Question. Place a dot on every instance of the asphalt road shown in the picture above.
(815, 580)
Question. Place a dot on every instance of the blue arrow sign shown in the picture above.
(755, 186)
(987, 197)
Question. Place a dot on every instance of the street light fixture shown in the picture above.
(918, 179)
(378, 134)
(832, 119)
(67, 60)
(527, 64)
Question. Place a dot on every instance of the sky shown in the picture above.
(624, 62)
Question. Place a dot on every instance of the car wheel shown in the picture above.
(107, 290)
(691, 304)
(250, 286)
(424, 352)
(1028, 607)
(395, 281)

--

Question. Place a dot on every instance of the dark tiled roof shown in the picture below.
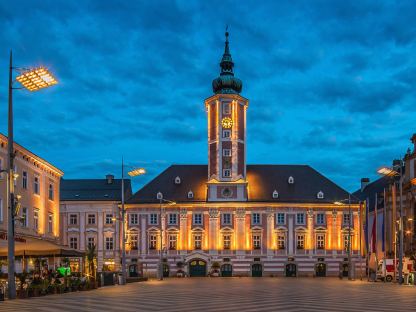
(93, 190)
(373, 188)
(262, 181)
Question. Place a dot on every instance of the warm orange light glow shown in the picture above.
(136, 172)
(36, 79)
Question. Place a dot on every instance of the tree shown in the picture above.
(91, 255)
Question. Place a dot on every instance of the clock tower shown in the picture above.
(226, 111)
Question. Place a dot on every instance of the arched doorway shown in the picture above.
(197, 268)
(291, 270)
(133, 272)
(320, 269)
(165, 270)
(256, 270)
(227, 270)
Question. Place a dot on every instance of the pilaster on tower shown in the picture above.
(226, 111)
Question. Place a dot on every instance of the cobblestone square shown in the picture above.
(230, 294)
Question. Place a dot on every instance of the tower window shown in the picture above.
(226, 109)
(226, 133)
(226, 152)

==

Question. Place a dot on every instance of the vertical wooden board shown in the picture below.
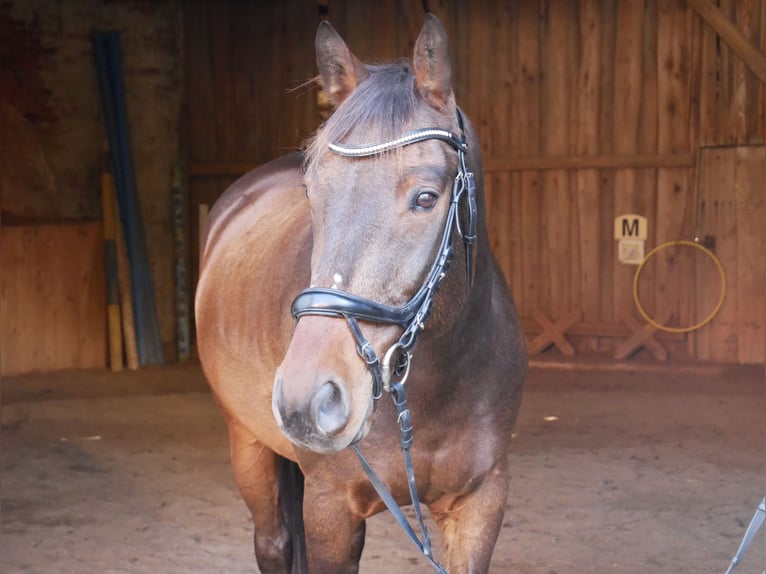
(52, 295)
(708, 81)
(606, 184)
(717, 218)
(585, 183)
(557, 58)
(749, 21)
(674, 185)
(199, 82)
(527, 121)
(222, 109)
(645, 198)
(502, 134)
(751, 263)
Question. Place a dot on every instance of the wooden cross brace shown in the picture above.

_任务说明_. 请筛选上述各行，将所有包含字符串“light”的行逐一抄出。

_作答内容_.
Question. Place a dot on every instance of the street light fixture shown in the picture above.
Question. Place a dot on every instance of the warm orange light glow shown in the picture above.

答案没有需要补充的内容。